Dataset excerpts:
——————————
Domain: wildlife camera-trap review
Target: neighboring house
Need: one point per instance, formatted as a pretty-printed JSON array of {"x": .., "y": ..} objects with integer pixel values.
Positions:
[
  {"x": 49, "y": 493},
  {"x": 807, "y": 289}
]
——————————
Required action: All that is wanted is an exact copy of the lines from the line holding "Target: neighboring house" through the end of the material above, including both.

Solved exercise:
Target: neighboring house
Need: one point per instance, formatted as a pretty-printed JSON array of {"x": .., "y": ..} objects with integer pixel values.
Positions:
[
  {"x": 49, "y": 493},
  {"x": 807, "y": 289}
]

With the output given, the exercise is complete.